The Fed's growing financial liabilities
Now that the Fed has started paying interest on reserves, balances held at the Fed should be regarded ultra-short-term, variable-interest-rate US debt. These short term financial liabilities hit a new high this week of 951 Billion.
By paying higher yield than the one month Treasury despite the shorter maturity, the Fed is overpaying interest on bank reserve balances.
Look at the yield curve below. Notice that:
1) The shorter the maturity, the lower the interest rate. The exception to this is the interest paid on reserves by the fed, which has a daily maturity and pays more than one month and three months treasuries.
2) One month treasuries were trading at around 3 percent in January 2008. When inflation starts picking up, the fed will need raise interest paid on its reserve to above 3 percent to keep up with one month treasury yields. The difference between paying .25 percent and 3 percent on 951 billion dollars is huge.
The Fed's deteriorating asset quality
The screenshot of the Fed's balance sheet shown below illustrates the Fed's problem of unsellable assets. The blue circle represents assets which could be sold to shrink the money supply and loans to foreign central banks which are being repaid. The red X represent loans to insolvent financial institutions (which means loans can't be called in) collateralized by toxic 'AAA' securities (which are virtually worthless).
The Fed's deteriorating asset quality
Liberty Grotto looks at asset sales from Federal Reserve holdings in terms of the asset quality.

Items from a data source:
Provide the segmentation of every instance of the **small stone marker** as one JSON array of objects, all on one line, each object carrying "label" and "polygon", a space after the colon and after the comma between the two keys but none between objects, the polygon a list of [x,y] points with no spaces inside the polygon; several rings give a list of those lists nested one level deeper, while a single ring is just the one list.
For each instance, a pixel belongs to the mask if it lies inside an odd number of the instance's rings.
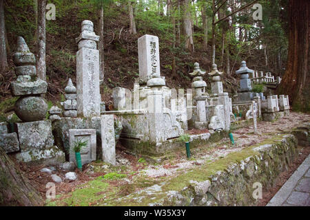
[{"label": "small stone marker", "polygon": [[159,42],[156,36],[145,34],[138,39],[139,76],[161,76]]},{"label": "small stone marker", "polygon": [[82,22],[82,33],[76,39],[77,113],[81,117],[100,116],[99,51],[96,41],[99,36],[94,32],[90,21]]},{"label": "small stone marker", "polygon": [[253,70],[247,67],[245,61],[241,62],[241,67],[236,72],[236,74],[241,74],[240,80],[240,87],[241,91],[249,91],[252,89],[251,80],[249,78],[249,74],[252,74]]},{"label": "small stone marker", "polygon": [[113,115],[101,116],[101,144],[103,162],[116,165],[114,117]]},{"label": "small stone marker", "polygon": [[70,149],[69,153],[69,161],[76,162],[75,152],[73,148],[74,142],[80,140],[87,141],[87,146],[82,148],[80,152],[82,165],[96,160],[96,129],[70,129],[69,144]]}]

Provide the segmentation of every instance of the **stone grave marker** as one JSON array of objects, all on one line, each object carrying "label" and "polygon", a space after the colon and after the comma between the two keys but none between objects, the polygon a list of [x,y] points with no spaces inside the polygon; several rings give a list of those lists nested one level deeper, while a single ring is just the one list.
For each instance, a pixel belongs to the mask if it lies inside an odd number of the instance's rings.
[{"label": "stone grave marker", "polygon": [[114,117],[113,115],[101,116],[101,144],[103,160],[116,165]]},{"label": "stone grave marker", "polygon": [[145,34],[138,39],[139,76],[161,76],[159,42],[156,36]]},{"label": "stone grave marker", "polygon": [[82,22],[82,33],[76,38],[77,113],[80,117],[100,116],[99,36],[90,21]]}]

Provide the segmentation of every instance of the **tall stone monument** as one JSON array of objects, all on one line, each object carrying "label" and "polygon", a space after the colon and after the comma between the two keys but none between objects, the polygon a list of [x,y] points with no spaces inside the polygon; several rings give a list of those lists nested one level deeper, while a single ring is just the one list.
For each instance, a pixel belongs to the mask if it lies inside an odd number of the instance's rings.
[{"label": "tall stone monument", "polygon": [[[224,129],[228,131],[230,129],[231,125],[230,116],[231,112],[231,102],[228,96],[228,93],[224,92],[223,91],[223,82],[220,80],[220,76],[222,76],[222,74],[223,72],[218,70],[216,64],[214,64],[212,66],[212,71],[208,74],[208,75],[211,77],[211,91],[212,94],[211,94],[210,98],[214,99],[214,98],[216,98],[218,104],[223,104],[223,111],[219,110],[217,112],[218,114],[220,114],[220,112],[223,113],[222,117],[219,118],[223,120],[225,126]],[[216,124],[218,123],[216,122]]]},{"label": "tall stone monument", "polygon": [[82,22],[82,32],[76,38],[77,114],[79,117],[100,116],[99,51],[96,42],[99,36],[94,32],[90,21]]},{"label": "tall stone monument", "polygon": [[204,129],[207,127],[207,112],[205,100],[207,96],[205,94],[207,83],[203,80],[205,72],[199,68],[199,63],[195,63],[194,72],[189,75],[194,77],[192,88],[194,89],[194,100],[196,103],[196,117],[194,119],[194,126],[197,129]]},{"label": "tall stone monument", "polygon": [[236,72],[236,74],[241,75],[240,80],[240,89],[238,94],[237,103],[251,102],[254,98],[251,92],[252,86],[251,79],[249,78],[249,74],[253,74],[254,71],[247,67],[245,61],[241,62],[241,67]]}]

= How to complete this task =
Explain why the text on the Fed's balance sheet says the Fed is overpaying interest on bank reserve balances, in one to three sentences.

= Solution below =
The Fed pays a higher yield on reserves than the one-month Treasury pays, even though reserves have a shorter, daily maturity. Since shorter maturities normally carry lower interest rates, reserves should earn less than one-month and three-month Treasuries, not more.